- [Given records]
:::::
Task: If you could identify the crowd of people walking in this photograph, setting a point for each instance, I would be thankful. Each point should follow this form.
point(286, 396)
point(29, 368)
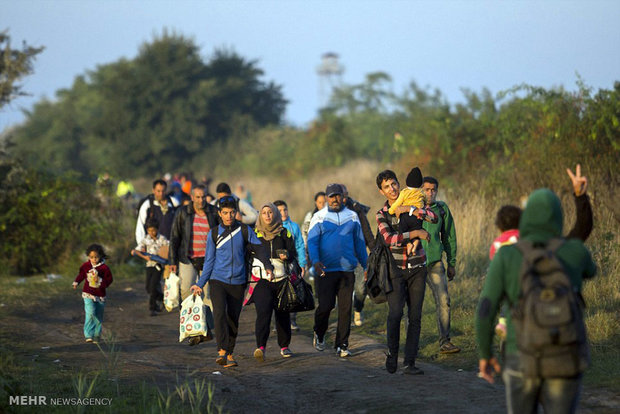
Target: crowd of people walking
point(232, 255)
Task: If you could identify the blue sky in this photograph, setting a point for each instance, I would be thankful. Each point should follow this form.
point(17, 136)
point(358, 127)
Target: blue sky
point(447, 45)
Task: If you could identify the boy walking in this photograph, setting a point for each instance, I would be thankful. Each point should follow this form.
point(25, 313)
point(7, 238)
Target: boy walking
point(225, 270)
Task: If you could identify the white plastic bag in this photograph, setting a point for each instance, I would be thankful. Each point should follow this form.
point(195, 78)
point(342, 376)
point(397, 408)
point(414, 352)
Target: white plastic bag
point(171, 292)
point(193, 319)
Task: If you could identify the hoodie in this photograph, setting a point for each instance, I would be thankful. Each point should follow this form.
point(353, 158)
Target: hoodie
point(541, 221)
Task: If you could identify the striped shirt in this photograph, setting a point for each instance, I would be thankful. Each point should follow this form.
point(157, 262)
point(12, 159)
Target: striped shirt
point(200, 231)
point(397, 242)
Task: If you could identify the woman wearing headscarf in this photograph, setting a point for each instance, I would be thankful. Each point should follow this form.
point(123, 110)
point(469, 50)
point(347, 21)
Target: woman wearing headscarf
point(279, 243)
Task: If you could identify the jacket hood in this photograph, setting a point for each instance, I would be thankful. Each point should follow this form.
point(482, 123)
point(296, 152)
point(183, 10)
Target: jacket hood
point(542, 218)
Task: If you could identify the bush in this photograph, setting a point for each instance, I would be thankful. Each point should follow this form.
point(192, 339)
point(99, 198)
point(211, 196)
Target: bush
point(45, 217)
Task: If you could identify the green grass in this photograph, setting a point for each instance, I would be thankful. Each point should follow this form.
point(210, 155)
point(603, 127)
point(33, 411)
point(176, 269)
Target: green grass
point(23, 372)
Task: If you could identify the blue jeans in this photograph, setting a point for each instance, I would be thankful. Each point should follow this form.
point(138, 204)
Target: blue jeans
point(438, 284)
point(93, 318)
point(407, 289)
point(523, 394)
point(329, 287)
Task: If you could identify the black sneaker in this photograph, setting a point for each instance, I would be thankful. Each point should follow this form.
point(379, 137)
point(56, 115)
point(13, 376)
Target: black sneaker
point(449, 348)
point(412, 370)
point(391, 362)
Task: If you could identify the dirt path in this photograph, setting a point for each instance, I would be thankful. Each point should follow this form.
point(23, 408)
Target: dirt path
point(310, 382)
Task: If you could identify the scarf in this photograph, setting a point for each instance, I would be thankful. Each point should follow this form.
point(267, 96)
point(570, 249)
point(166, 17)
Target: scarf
point(270, 231)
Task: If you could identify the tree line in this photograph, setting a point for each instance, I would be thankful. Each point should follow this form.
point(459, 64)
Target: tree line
point(170, 108)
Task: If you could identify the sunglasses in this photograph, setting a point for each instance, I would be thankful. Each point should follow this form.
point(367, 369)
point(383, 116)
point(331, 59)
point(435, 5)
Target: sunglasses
point(227, 200)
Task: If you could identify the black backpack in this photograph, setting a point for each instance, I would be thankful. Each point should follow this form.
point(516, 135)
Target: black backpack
point(548, 317)
point(248, 257)
point(150, 198)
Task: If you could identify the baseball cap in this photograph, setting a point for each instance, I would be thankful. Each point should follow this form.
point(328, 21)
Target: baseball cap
point(333, 189)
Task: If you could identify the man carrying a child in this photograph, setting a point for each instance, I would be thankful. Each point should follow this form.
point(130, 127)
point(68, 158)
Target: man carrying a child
point(409, 286)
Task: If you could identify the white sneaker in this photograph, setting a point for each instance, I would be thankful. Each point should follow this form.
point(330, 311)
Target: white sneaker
point(318, 345)
point(343, 352)
point(286, 353)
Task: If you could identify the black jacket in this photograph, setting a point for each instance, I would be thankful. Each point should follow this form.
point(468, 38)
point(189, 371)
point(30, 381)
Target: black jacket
point(361, 210)
point(381, 271)
point(181, 235)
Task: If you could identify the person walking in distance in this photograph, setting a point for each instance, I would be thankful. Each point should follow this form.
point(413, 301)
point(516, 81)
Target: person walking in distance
point(335, 246)
point(300, 246)
point(359, 295)
point(442, 240)
point(156, 206)
point(225, 270)
point(188, 244)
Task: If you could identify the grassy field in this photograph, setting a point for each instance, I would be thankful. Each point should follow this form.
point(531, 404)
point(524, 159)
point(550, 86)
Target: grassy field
point(24, 373)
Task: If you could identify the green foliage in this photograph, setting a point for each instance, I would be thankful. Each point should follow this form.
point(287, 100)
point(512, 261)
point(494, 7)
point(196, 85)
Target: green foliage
point(43, 218)
point(154, 113)
point(14, 65)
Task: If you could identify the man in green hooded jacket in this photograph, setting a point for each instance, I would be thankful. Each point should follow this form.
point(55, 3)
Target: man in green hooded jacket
point(541, 221)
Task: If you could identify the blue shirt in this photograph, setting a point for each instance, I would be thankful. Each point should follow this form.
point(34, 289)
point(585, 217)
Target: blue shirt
point(335, 239)
point(226, 261)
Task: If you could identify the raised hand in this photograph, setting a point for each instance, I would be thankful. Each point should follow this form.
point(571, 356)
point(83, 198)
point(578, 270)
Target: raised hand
point(580, 183)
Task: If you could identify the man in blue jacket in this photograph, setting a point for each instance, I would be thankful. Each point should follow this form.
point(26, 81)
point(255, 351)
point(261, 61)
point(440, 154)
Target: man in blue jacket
point(335, 246)
point(225, 270)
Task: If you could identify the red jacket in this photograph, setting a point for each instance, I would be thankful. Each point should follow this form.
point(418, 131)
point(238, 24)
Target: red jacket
point(97, 279)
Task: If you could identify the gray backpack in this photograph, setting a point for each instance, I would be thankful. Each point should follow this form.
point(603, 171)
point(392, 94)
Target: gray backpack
point(548, 317)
:::::
- [Exercise prompt] The data above should be restated exactly, with its images dropped.

- [Output for this task]
Task: If you could identify the crowd of people walking in this photograph, setting a point for each instance, I would be thankful. Each point should follow this form.
point(286, 396)
point(29, 368)
Target: crowd of people walking
point(232, 255)
Task: If you could identify the blue sky in this photograph, setting a point for each instance, I would be thankful. Each point should follow this form.
point(17, 136)
point(358, 127)
Target: blue sky
point(447, 45)
Task: If you could identify the boy walking in this photograph, setting a point for each instance, I would be thankful. Each point should follow this form.
point(25, 313)
point(7, 238)
Target: boy walking
point(225, 270)
Task: If you could identify the white plastic bag in this photograph, setting a point for each instance, I would be thankful. Each point should follow this form.
point(195, 78)
point(342, 376)
point(397, 408)
point(414, 352)
Target: white plastic bag
point(171, 292)
point(193, 319)
Task: If you could identify the hoodie in this photograph, setting a point for each instance, I would be thankful. Each point should follow this form.
point(353, 158)
Target: hoodie
point(541, 221)
Task: If you could identify the striped shirt in this photograph, setting a point for each instance, I would be thankful. Each point should follow this form.
point(157, 262)
point(12, 159)
Target: striped shirt
point(200, 231)
point(397, 242)
Task: If you could identify the woman wearing headscarf in this photograph, setting a point for each instance, I would be thankful. Each point should follow this form.
point(123, 110)
point(469, 50)
point(347, 21)
Target: woman wearing headscarf
point(279, 243)
Task: If you could identify the jacket hood in this photograph, setting a point for each instance, I would be thankful. Each point should follow this form.
point(482, 123)
point(296, 152)
point(183, 10)
Target: jacket hood
point(542, 218)
Task: If you could identify the bush in this photograph, setting a point for each instance, I would be thankful. Each point should follow this form.
point(192, 339)
point(99, 198)
point(211, 196)
Target: bush
point(45, 217)
Task: If you could identify the green grass in this photograph, setting a point for each instance, I would be thankful. Each point should follow this form.
point(210, 155)
point(603, 127)
point(33, 411)
point(176, 269)
Target: green grass
point(23, 372)
Task: If you could identify the blue jeans in this photograph, setting a point for each instance, I would be thankful. Each point should follow this form.
point(138, 204)
Target: blue jeans
point(438, 284)
point(93, 318)
point(407, 289)
point(523, 394)
point(329, 287)
Task: If you could identify the black sneaker in this photograph, setting a point for each instance, I would be thankful. Each point should follow this form.
point(379, 137)
point(56, 115)
point(13, 376)
Target: black sneaker
point(449, 348)
point(412, 370)
point(391, 362)
Task: If you could identify the dirt path in this photograph, setting a point for each instance, I would be thankful. Each point should follow this form.
point(23, 408)
Target: dirt path
point(310, 382)
Task: If you could identify the scarf in this photograph, setting a point for each instance, I would be thankful. Each point should follow this form.
point(267, 96)
point(570, 249)
point(166, 17)
Target: scarf
point(270, 231)
Task: If you could identify the tree line in this photograph, setting a point for each instance, I would be thankful. Each point should follow this form.
point(459, 64)
Target: tree line
point(170, 108)
Task: If you could identify the sunglasses in this photograph, setting a point for each instance, I would be thankful. Each point should follow this form.
point(367, 369)
point(383, 116)
point(331, 59)
point(435, 5)
Target: sunglasses
point(227, 200)
Task: If you could identify the black backpack in this photograph, setting a point for each instance, I would be thankful. Each point should follow this form.
point(516, 135)
Target: black backpack
point(548, 317)
point(248, 257)
point(150, 198)
Task: If you could identify the baseball cap in this photograph, setting a point for each instance, I would be thankful. Each point should follow this form.
point(328, 21)
Target: baseball cap
point(333, 189)
Task: If you could identify the man carrying a child in this photograph, setting a point for each instance, I would be thankful. Each point should follow this form.
point(130, 127)
point(68, 158)
Target: man carrying a child
point(409, 286)
Task: If you could identify the white sneaker in this photograph, setting a point for each instance, I would be thankful. Each point should follow this form.
point(330, 311)
Target: white sneaker
point(318, 345)
point(343, 352)
point(286, 353)
Task: If you could identify the black jacket in this photograph, setting a point for each instance, I would be thankful. Each point should follow this form.
point(468, 38)
point(189, 371)
point(30, 381)
Target: black jacket
point(361, 210)
point(381, 271)
point(181, 235)
Task: If you could identify the person walking in distance in this photograph, setting a point for each instance, I would be thankful. Each point should follow this form.
point(413, 301)
point(516, 81)
Target: person walking in distance
point(335, 246)
point(300, 246)
point(359, 295)
point(442, 240)
point(156, 206)
point(225, 270)
point(188, 244)
Task: If you could identify the grassy field in this photograph, setting a point for each instance, I would be thankful. Each point should follow this form.
point(531, 404)
point(524, 159)
point(550, 86)
Target: grassy field
point(24, 373)
Task: If you could identify the green foliage in this photograph, setting a point for each instance, I would be thankful. Each point should follow this form.
point(287, 100)
point(512, 261)
point(494, 7)
point(196, 85)
Target: green foliage
point(43, 218)
point(154, 113)
point(14, 65)
Task: If you could identify the man in green hooded jacket in this photograph, setting a point for each instance, I would be thankful. Each point should follow this form.
point(55, 3)
Target: man in green hooded jacket
point(541, 221)
Task: If you could identify the blue shirt in this photograph, setting a point for each instance, I would be thankful. Each point should follow this form.
point(34, 289)
point(585, 217)
Target: blue shirt
point(335, 239)
point(226, 261)
Task: If you could identify the raised hand in this photograph, setting a point for each instance, I would be thankful. Each point should follow this form.
point(571, 356)
point(83, 198)
point(578, 270)
Target: raised hand
point(580, 183)
Task: If you could identify the man in blue jacket in this photograph, setting a point for each instance, I would be thankful. Each point should follow this form.
point(26, 81)
point(255, 351)
point(261, 61)
point(440, 154)
Target: man in blue jacket
point(335, 246)
point(225, 270)
Task: If you could identify the red jacket in this photograph, setting a point for each instance, I would be thankful. Each point should follow this form.
point(418, 131)
point(238, 24)
Target: red jacket
point(97, 279)
Task: If you could identify the gray backpack in this photograph, setting a point for each instance, I would be thankful. Each point should follow this form.
point(603, 171)
point(392, 94)
Target: gray backpack
point(548, 317)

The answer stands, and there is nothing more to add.